__PROMPT__.
Return every line of the records below that contains the word "cathedral".

+++

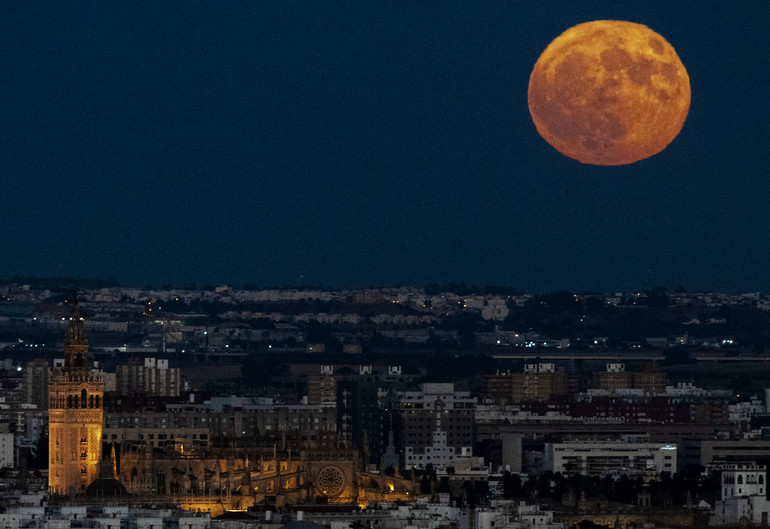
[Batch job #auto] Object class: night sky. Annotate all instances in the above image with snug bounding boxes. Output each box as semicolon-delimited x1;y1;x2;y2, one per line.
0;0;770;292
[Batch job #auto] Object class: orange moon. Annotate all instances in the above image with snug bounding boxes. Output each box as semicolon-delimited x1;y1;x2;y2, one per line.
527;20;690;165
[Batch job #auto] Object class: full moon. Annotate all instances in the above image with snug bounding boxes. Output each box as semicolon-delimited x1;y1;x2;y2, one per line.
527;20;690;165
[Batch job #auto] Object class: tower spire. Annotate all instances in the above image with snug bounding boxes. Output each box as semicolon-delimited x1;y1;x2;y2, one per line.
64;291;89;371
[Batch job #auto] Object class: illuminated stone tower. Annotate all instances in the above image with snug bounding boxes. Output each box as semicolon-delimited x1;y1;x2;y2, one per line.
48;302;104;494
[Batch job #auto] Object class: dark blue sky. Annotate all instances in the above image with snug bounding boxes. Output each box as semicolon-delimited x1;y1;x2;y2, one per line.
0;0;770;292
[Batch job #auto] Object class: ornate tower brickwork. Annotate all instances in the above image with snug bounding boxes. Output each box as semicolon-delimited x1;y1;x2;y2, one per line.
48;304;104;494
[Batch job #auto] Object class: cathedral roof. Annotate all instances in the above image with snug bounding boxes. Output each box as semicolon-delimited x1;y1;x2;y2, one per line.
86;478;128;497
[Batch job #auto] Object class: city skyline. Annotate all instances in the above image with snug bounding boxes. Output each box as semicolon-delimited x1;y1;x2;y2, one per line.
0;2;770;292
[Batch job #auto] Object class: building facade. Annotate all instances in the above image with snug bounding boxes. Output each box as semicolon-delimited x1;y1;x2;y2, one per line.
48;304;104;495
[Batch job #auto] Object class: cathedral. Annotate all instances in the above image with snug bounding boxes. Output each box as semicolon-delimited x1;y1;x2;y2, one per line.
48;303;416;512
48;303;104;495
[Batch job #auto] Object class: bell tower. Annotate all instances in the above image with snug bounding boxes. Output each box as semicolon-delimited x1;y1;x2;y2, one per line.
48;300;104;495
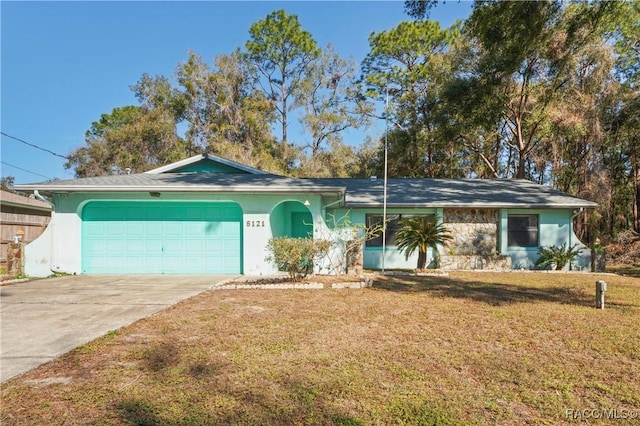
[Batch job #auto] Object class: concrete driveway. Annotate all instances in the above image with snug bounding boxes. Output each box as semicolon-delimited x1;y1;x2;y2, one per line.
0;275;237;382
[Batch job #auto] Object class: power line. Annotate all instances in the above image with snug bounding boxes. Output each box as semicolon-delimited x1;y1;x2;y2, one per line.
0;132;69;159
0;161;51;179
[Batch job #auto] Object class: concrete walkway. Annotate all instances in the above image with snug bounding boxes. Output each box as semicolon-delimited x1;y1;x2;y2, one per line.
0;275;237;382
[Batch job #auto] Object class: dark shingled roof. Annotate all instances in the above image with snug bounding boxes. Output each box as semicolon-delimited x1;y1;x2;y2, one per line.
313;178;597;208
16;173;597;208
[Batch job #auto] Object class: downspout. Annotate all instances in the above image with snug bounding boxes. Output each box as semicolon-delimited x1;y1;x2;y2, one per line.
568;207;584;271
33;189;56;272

+++

__FINISHED EXERCISE__.
[Batch job #auto] Object class: cathedral roof. Annotate all instances in the above image with snug bounding boxes. Output each box as semicolon-delimited x1;y1;x2;y2, one per line.
[Batch job #auto] Object class: cathedral. Annotate all instances in the above image with snug bounding boxes. Output each box as semicolon-delimited x1;y1;x2;y2, one per line.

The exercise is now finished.